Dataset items

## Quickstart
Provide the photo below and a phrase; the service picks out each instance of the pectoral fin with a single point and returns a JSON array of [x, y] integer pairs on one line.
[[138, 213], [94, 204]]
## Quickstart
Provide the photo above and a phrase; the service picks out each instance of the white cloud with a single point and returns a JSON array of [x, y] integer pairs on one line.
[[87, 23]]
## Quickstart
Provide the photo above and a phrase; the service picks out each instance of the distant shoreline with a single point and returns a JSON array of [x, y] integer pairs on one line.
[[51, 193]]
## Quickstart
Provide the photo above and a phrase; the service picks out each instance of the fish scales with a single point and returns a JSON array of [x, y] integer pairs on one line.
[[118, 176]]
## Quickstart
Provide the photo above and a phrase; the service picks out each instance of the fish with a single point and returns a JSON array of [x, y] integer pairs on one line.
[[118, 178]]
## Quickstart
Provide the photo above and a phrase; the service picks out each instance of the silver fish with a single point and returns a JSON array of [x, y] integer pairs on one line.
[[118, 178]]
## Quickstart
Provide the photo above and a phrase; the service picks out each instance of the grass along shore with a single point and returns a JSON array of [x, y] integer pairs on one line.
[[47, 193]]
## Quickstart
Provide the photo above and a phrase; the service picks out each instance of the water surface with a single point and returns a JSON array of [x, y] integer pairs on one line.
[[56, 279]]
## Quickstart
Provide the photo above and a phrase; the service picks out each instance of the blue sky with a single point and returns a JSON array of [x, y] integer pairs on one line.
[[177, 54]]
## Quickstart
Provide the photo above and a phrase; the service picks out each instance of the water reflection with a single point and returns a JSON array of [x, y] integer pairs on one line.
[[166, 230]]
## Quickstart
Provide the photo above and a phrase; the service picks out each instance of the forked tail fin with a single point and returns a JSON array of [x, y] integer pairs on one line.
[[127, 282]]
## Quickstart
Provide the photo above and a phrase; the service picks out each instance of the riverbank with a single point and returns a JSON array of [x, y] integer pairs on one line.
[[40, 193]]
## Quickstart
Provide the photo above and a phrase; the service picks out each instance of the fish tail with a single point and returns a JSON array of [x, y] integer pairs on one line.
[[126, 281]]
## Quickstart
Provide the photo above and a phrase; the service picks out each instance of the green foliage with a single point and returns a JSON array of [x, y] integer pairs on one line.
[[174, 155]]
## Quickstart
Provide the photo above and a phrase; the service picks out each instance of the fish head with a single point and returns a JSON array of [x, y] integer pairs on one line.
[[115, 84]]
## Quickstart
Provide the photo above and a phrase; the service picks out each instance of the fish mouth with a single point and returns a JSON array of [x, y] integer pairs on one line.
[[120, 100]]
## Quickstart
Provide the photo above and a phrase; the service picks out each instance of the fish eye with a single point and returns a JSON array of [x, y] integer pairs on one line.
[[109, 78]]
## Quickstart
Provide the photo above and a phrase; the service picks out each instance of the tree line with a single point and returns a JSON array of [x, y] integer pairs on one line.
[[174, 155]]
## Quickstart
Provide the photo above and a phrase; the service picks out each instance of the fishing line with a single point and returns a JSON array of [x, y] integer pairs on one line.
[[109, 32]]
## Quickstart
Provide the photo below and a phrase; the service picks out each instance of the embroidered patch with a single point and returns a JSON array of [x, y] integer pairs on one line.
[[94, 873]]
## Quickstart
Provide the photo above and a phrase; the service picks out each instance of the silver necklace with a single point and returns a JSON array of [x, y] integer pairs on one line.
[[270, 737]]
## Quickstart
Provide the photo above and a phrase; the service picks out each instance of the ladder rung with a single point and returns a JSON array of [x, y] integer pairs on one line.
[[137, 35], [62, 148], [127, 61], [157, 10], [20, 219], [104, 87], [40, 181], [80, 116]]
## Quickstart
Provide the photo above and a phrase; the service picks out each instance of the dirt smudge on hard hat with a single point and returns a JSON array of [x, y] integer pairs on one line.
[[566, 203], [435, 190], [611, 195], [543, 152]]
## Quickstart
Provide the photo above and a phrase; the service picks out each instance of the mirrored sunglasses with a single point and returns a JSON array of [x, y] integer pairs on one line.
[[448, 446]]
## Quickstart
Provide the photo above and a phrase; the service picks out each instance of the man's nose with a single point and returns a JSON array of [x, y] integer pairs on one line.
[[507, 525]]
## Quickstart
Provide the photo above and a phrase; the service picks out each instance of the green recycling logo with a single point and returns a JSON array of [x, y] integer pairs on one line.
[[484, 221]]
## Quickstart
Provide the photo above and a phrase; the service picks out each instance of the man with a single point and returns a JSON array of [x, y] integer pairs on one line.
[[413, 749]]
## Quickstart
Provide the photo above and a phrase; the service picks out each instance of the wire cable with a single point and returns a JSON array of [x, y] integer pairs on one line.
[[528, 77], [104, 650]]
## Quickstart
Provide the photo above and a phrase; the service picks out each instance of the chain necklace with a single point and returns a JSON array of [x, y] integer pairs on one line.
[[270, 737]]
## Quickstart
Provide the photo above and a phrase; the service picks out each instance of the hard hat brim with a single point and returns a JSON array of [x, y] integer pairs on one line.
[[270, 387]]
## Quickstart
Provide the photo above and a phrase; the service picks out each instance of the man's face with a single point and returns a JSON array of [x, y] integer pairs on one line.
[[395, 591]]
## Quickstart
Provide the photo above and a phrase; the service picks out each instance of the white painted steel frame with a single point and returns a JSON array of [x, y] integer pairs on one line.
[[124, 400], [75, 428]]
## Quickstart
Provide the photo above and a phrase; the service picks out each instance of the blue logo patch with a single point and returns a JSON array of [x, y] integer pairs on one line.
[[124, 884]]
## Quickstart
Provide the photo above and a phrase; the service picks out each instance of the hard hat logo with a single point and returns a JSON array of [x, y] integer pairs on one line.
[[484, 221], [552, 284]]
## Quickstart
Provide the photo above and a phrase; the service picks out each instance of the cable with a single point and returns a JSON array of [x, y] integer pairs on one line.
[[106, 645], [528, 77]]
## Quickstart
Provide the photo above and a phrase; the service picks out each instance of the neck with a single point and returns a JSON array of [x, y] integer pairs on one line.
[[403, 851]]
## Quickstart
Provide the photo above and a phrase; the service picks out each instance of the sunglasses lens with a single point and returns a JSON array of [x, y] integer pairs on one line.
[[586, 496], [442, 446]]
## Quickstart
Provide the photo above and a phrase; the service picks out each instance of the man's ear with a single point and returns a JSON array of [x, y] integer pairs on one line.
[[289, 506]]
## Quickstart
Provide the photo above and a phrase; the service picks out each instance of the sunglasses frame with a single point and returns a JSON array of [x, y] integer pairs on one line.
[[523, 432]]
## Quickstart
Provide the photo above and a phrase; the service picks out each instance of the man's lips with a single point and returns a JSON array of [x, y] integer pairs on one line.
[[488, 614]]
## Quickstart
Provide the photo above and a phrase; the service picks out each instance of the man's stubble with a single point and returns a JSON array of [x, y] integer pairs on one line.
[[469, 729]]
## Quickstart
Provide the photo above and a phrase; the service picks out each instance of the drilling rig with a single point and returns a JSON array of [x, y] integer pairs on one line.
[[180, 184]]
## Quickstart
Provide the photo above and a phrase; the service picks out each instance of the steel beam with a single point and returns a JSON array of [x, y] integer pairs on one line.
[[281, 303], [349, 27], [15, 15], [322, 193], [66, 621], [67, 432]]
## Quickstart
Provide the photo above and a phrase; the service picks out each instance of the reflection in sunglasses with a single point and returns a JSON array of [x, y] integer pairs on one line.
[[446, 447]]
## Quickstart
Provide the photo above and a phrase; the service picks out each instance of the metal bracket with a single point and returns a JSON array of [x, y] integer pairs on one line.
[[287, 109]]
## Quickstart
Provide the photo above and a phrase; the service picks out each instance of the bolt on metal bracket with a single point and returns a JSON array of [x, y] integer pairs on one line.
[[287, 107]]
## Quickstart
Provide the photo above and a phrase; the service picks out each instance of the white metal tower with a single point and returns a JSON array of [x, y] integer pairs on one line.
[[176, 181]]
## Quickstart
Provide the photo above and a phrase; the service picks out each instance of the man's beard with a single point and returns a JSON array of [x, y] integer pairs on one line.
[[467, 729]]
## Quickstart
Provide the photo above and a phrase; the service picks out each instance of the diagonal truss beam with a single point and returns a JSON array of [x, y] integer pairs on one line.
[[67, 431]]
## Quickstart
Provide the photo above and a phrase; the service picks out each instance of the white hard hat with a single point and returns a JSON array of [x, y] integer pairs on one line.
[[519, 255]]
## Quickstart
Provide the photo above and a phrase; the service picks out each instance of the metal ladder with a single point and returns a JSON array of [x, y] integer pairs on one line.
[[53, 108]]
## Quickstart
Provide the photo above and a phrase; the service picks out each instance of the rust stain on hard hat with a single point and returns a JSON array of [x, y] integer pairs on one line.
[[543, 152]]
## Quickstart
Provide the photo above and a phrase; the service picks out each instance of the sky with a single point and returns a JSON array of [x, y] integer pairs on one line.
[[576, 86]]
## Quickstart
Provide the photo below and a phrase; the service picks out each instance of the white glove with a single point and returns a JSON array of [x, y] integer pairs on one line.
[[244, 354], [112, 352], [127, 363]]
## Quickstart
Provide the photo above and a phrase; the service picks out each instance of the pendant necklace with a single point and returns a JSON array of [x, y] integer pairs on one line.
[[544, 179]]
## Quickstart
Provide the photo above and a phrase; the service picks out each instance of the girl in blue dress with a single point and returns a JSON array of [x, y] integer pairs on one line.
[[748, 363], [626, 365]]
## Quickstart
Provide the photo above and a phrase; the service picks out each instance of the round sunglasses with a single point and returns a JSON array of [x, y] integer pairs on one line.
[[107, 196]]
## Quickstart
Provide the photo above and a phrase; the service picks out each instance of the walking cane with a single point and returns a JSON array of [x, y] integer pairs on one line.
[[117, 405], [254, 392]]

...

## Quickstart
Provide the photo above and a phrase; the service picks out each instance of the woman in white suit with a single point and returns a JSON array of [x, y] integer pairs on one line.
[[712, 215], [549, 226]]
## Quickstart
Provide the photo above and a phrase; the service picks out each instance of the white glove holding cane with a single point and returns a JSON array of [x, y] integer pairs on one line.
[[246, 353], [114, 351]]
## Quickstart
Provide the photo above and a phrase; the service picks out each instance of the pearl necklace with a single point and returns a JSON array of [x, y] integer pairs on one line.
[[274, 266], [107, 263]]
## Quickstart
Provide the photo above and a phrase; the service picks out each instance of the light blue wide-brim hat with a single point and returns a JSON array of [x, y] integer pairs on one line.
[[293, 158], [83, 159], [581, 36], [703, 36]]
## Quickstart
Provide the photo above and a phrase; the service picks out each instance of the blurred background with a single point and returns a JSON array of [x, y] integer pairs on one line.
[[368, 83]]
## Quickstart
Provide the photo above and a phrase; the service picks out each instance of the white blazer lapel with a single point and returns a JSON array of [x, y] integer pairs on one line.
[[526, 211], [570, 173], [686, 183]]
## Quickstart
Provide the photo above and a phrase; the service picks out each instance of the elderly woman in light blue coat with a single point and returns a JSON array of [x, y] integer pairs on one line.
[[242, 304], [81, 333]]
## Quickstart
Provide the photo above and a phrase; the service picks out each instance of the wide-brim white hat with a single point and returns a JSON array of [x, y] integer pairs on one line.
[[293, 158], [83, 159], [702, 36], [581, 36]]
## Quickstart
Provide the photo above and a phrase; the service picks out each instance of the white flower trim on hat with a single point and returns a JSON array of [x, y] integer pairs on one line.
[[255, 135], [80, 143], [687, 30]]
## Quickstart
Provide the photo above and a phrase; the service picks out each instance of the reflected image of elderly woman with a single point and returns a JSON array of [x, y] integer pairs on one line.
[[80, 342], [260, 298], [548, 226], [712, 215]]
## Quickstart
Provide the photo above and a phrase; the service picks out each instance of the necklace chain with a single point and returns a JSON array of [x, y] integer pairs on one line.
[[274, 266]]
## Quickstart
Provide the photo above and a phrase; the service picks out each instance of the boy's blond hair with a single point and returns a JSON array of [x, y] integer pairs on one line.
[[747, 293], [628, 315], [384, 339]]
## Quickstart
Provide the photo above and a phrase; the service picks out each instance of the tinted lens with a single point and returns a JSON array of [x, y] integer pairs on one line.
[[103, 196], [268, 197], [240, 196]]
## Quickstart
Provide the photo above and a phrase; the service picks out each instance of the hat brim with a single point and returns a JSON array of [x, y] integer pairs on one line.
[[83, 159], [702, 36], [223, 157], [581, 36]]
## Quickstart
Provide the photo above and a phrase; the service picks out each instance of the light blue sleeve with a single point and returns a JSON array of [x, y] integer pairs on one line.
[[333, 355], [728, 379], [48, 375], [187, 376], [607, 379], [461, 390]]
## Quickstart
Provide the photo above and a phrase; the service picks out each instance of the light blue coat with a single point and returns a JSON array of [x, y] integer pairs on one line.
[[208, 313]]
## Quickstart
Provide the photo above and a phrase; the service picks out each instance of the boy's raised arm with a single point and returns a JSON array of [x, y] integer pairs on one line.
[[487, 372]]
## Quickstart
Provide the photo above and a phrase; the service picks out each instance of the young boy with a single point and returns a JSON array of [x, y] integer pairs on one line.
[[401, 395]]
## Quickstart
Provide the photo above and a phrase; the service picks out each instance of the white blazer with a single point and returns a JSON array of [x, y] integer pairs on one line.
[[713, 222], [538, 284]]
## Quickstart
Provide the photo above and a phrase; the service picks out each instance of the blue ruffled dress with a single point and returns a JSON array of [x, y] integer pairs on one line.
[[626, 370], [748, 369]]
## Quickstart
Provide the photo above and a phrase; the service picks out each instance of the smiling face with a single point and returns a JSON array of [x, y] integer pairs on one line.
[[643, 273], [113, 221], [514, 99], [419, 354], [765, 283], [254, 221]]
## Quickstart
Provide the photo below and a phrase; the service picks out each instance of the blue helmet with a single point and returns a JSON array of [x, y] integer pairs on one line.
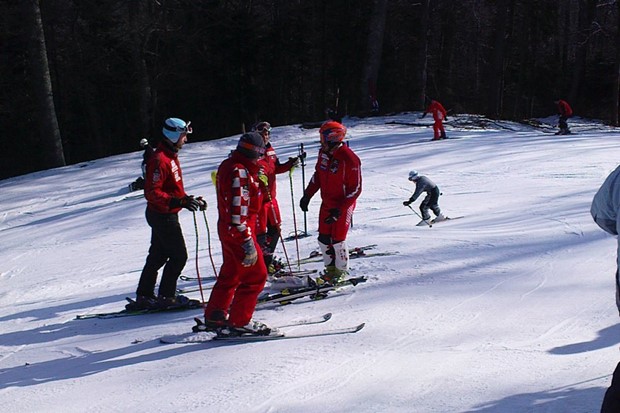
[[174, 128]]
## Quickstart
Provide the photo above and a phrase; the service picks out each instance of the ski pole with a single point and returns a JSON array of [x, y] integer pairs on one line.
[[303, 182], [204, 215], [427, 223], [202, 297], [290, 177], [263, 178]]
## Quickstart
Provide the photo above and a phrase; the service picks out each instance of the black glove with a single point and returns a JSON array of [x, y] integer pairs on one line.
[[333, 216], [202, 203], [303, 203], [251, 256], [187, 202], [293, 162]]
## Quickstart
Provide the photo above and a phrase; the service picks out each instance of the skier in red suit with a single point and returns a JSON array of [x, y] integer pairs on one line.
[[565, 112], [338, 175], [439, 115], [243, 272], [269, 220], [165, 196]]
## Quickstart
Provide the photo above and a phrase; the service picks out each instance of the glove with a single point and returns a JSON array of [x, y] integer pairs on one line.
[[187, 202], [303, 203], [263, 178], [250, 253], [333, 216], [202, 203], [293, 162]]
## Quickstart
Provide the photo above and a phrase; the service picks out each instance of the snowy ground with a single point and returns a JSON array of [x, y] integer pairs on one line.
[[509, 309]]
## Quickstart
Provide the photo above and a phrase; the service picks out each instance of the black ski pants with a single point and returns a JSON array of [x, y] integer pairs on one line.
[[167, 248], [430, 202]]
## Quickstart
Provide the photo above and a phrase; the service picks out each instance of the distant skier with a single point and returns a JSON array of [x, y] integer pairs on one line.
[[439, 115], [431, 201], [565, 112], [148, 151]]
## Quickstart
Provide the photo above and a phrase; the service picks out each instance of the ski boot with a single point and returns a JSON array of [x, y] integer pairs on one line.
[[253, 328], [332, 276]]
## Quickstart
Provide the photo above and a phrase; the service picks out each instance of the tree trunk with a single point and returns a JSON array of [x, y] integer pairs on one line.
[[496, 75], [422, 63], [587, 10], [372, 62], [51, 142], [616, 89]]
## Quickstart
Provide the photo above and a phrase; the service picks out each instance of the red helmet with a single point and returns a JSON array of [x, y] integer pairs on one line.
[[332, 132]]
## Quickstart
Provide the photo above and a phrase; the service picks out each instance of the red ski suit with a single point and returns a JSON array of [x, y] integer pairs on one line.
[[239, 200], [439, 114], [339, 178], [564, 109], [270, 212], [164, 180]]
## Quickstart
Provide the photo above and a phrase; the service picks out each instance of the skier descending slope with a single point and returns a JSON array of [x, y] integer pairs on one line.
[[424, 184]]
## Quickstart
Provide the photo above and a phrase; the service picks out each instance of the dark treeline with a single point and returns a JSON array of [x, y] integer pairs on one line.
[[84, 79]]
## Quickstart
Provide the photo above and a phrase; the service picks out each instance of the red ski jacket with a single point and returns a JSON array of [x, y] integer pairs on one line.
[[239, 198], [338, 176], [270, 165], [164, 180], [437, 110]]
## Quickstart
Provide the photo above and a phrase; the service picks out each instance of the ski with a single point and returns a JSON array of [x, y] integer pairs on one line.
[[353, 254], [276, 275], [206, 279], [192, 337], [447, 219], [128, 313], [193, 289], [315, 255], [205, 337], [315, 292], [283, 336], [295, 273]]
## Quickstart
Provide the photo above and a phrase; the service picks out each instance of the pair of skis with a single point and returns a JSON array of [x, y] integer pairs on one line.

---

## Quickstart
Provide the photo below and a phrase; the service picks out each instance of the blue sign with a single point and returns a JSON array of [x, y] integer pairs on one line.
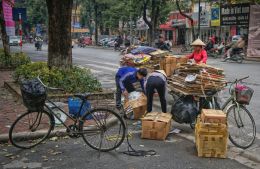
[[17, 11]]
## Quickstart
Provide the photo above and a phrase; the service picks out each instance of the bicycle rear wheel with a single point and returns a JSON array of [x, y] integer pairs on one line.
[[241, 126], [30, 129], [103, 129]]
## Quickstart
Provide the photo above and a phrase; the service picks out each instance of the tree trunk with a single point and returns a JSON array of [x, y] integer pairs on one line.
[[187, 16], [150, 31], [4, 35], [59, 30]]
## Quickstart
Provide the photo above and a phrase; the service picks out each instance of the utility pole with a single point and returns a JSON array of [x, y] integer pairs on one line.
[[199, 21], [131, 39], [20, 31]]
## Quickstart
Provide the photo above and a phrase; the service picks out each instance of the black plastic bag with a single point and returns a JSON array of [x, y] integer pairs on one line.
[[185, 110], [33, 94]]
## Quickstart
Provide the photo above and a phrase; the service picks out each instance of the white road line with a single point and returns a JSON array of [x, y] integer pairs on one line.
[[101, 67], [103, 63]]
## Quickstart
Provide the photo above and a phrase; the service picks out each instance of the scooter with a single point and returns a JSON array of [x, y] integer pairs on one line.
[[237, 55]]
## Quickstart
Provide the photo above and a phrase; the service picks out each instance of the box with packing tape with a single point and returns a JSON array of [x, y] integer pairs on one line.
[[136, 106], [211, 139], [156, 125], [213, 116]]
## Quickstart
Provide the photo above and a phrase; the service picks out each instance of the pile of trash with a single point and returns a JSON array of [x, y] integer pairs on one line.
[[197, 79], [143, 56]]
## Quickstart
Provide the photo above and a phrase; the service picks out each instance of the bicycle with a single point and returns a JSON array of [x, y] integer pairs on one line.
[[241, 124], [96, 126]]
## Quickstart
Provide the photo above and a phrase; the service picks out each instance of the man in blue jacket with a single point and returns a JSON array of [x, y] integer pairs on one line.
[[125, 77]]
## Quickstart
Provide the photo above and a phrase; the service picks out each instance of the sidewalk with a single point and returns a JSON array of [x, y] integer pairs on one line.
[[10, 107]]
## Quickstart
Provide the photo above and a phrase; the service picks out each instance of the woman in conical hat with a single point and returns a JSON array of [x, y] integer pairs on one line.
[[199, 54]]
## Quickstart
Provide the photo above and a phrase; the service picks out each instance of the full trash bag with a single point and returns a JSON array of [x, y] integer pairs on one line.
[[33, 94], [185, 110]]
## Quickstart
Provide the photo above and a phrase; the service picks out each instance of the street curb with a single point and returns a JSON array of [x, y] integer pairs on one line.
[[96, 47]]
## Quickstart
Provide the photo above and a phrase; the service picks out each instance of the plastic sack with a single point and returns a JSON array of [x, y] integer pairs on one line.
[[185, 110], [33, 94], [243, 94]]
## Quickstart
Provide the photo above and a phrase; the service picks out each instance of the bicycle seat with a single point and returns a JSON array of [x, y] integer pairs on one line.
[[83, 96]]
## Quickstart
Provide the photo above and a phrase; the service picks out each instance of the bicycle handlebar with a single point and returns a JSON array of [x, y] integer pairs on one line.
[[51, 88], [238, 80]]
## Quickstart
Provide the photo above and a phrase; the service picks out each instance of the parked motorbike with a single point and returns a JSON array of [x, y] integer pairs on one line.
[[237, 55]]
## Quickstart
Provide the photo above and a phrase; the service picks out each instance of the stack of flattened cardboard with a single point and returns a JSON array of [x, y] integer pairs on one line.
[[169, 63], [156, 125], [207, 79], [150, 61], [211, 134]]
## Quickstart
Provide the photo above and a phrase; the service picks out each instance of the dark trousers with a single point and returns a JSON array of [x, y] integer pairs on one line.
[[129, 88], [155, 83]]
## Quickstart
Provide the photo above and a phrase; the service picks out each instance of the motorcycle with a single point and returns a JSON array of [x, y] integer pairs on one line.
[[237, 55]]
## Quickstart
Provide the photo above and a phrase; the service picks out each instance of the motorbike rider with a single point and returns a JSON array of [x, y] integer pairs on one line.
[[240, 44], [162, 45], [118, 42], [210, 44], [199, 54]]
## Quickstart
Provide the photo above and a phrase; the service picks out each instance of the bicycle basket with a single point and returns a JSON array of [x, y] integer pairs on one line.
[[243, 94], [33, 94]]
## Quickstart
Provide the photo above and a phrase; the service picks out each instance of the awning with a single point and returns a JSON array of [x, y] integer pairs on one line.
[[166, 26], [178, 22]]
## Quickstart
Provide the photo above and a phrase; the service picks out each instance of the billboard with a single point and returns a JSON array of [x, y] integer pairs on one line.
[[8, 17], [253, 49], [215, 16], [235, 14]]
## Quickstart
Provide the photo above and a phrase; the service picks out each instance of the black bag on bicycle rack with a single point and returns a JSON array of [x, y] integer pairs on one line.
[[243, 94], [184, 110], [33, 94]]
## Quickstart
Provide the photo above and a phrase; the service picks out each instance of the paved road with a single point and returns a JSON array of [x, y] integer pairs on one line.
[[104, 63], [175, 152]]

# Exercise
List every line of the dataset items above that contains the string "coat", with case counting.

# Task answer
Provide the photo above and a phrase; the service picks out each instance of the elderly woman in light blue coat with a single point and returns a JSON array of [x, y] integer pairs on one line.
Provide the photo above and a phrase; the service picks out each instance of the light blue coat with a single point and returns a JSON array of [x, y] integer pairs on one line.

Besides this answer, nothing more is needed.